Region annotation entries
+---+
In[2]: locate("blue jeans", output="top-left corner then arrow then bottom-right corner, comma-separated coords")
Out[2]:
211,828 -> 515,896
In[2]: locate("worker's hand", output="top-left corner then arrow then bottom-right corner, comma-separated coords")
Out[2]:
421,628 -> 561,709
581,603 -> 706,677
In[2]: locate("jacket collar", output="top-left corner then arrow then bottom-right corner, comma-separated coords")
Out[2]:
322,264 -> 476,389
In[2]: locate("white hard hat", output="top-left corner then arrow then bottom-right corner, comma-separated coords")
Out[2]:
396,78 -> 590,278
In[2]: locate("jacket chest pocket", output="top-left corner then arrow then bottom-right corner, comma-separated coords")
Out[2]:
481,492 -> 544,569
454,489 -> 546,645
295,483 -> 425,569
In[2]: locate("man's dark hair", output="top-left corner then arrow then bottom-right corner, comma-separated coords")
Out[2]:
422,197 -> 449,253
+---+
→ Your objective:
Filter the entries down to every line that contains the string "output", treating uppercase and lowercase as distinct.

→ Written solution:
In[2]: locate("blue jeans", output="top-left corner then arrow then bottom-right corner, comma-separated coords")
In[2]: locate("worker's hand", output="top-left corner then arrow then bottom-right corner, comma-separated coords")
In[2]: locate("jacket collar", output="top-left corner then arrow then bottom-right corner, comma-separated coords")
In[2]: locate("white hard hat", output="top-left corner then arrow then bottom-right corner, comma-separated coords")
In[2]: locate("jacket chest pocket", output="top-left corner then arrow then bottom-right corner, comma-separated coords")
In[2]: locate("man's dark hair", output="top-left corner then arrow then bottom-right corner, comma-separated coords")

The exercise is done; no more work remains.